Full test suite green: 158/158 (153 baseline + 5 new). Existing test_chain_and_framework.py covers backward compat — passes unchanged.

Live smoke tests verified pre-PR:

  • episteme chain recover --help renders all flags
  • --mode=selective returns exit 2 with named-dependency message pointing at Component 5
  • --mode=migrate returns exit 2 with named-dependency message pointing at CP-TEMPORAL-INTEGRITY-EXPANSION-01

What's deferred (named dependencies)

  • Component 5 (selective recovery — windowed-rebuild algorithm). Substantial algorithmic work; deserves a focused Event of its own. Stub ships now so the CLI surface is stable.

Directive A: Convert the entries, everything from the entry containing "the white storage" down to the last entry, into a two-column CSV with the columns instruction and response. Use one row per entry and put each value in one quoted field, with line breaks replaced by spaces.

Extracted entries:
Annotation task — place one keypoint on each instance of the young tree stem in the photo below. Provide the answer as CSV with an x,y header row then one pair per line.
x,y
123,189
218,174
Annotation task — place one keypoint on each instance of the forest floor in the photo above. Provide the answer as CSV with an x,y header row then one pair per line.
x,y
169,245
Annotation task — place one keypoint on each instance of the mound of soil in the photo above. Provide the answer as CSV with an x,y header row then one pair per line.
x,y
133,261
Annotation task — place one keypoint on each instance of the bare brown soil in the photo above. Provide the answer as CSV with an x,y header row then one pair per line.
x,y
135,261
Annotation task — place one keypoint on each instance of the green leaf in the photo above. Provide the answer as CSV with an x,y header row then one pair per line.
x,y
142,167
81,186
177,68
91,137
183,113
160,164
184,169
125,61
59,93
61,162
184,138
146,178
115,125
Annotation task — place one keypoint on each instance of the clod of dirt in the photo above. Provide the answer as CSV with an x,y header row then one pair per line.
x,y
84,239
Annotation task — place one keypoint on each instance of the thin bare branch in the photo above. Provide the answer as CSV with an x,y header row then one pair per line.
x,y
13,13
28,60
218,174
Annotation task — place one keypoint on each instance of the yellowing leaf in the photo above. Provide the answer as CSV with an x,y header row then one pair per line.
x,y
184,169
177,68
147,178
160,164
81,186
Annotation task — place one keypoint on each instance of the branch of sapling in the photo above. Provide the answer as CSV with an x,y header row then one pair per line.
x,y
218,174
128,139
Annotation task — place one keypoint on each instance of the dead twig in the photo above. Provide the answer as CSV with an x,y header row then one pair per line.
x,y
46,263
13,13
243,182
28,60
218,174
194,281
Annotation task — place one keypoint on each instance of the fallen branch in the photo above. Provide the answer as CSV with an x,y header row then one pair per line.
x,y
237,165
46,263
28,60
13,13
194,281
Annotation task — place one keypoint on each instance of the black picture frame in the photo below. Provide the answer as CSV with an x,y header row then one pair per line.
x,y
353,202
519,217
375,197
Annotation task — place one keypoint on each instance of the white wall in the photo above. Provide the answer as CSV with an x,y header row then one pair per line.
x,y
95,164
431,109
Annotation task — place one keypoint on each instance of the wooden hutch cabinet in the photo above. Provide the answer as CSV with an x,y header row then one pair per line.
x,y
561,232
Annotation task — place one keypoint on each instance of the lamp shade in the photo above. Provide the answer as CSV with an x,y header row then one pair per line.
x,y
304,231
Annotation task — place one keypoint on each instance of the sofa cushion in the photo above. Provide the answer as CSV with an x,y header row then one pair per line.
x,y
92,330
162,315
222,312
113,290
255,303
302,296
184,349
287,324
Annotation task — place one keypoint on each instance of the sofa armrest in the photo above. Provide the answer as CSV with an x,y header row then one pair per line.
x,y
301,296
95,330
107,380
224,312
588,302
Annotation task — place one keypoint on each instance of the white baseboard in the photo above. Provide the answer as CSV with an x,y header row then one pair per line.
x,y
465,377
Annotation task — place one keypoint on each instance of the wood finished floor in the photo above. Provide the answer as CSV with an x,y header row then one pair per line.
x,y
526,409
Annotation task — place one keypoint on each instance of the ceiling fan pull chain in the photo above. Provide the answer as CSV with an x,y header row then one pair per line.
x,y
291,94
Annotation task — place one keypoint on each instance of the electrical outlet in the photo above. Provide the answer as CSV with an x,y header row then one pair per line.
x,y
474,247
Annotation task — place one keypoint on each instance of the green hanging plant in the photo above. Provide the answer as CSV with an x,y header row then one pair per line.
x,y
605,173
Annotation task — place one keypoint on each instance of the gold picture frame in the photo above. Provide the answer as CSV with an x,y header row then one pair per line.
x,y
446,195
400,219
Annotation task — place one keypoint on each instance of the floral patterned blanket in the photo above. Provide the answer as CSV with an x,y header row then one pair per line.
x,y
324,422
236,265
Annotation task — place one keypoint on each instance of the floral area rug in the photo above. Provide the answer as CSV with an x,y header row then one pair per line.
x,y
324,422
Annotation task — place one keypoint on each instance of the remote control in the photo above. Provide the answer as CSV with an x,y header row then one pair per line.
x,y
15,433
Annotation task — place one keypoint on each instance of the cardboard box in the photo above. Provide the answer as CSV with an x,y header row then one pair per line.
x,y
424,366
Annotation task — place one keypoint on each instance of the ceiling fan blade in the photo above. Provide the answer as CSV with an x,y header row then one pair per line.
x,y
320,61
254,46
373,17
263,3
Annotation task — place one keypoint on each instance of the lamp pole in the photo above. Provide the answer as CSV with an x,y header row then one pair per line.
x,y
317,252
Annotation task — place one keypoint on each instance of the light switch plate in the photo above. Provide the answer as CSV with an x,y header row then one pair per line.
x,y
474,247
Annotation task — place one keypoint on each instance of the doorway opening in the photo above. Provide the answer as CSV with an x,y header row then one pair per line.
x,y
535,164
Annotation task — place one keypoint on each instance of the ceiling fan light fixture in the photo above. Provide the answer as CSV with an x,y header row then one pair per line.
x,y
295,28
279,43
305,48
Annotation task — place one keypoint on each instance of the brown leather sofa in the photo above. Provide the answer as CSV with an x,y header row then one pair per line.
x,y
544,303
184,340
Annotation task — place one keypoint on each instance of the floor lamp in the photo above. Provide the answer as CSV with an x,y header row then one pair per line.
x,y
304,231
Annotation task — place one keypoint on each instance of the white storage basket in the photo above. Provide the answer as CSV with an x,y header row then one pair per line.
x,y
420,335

Directive B: List every command-line flag mentioned in the pull request notes.

Exercise response A:
instruction,response
"Annotation task — place one keypoint on each instance of the white storage basket in the photo above. Provide the answer as CSV with an x,y header row then one pair per line.","x,y 420,335"

Exercise response B:
--help
--mode=selective
--mode=migrate